> _Set exercise_:
Below are some records; return each one exactly.

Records
══════════

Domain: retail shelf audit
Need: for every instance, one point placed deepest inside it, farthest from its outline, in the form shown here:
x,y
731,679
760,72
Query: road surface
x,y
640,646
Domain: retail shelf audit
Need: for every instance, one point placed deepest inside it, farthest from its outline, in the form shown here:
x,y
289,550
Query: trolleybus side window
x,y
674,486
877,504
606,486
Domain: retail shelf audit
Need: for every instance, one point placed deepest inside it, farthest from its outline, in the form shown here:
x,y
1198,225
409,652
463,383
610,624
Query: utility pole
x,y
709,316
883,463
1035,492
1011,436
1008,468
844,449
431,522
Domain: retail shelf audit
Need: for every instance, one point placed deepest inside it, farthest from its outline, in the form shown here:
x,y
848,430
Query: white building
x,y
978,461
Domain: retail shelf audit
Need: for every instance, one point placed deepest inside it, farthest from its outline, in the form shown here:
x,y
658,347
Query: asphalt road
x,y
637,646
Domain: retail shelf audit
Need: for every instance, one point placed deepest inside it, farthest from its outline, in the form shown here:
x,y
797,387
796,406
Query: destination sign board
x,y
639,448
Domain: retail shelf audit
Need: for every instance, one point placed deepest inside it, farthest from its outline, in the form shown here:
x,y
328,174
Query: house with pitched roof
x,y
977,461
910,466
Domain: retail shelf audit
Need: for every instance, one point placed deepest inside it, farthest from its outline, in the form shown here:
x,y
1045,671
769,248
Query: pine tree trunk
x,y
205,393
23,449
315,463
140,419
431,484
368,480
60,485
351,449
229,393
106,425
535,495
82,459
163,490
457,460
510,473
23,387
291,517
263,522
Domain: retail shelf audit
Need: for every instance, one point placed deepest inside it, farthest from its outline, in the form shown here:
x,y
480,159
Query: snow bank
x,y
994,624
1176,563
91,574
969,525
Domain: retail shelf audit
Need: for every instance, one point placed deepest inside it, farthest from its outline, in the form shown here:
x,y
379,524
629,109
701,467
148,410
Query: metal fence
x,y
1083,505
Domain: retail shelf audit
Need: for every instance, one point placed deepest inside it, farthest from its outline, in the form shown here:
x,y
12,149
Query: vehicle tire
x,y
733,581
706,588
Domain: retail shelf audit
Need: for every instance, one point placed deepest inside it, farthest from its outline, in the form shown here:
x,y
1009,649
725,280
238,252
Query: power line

══════════

> _Completed task_:
Domain: retail shelf audit
Need: for every instance, one point placed deepest inside it, farthest from its outline, in the form shown here:
x,y
731,679
760,72
Query: road surface
x,y
640,646
Domain: retail shelf audit
Need: for every instance, one point placed deepest inside it, farthest from its outline, in the form shown here:
x,y
289,550
Query: trolleybus side window
x,y
674,486
877,504
606,486
Domain: retail shelf audit
Need: for every instance, one point placed deepest inside it, farthest from its outline, in the form shown here:
x,y
1198,225
409,652
463,383
610,624
Query: utility pole
x,y
709,316
883,463
1035,492
1011,436
1008,468
844,449
431,522
Domain: retail shelf audit
Need: for every instance, one point placed deepest inside it, farthest from its outline, in the form shown here:
x,y
848,430
Query: white building
x,y
978,461
Domain: retail shelf audit
Need: for every instance, one point placed deepest inside it, farthest from its outline, in the form shown here:
x,y
658,347
Query: asphalt road
x,y
637,646
Domain: retail shelf audit
Need: for every instance, one point placed deepest inside it, farthest from its outline, in the form shown here:
x,y
797,387
796,406
Query: destination sign board
x,y
639,448
Domain: retail shelf audit
Need: for every instance, one point placed deepest inside it, farthest from its outline, in the form shown here:
x,y
328,174
Query: house with pitched roof
x,y
977,461
910,466
Domain: retail shelf audit
Need: for every instance, one point placed deepest inside it, farthest from its outline, in the form shown here:
x,y
1045,671
769,248
Query: pine tree trunk
x,y
205,393
23,449
315,463
140,419
431,484
368,480
60,485
351,449
229,393
106,425
535,495
82,459
163,490
457,460
510,473
23,387
291,517
263,522
Domain: retail shelf audit
Need: for every instance, one point placed deepest inside it, farthest from its outline, in the form shown here:
x,y
480,159
Query: snow bank
x,y
994,624
1176,563
91,574
969,525
Domain: retail shelf audit
Need: for every instance, one point placed deepest inside it, farthest from its outline, in the form shown here:
x,y
379,524
629,109
701,467
148,410
Query: metal fence
x,y
1083,505
Domain: retail shelf audit
Need: for every instance, one point placed deepest inside it, farthest from its outline, in the form shown here:
x,y
12,149
Query: vehicle tire
x,y
733,581
706,588
Domain: retail shelf audit
Need: for every instance, one point placed deepest inside it, farthest from its outline, in the form shown here:
x,y
1009,649
725,280
238,252
Query: power line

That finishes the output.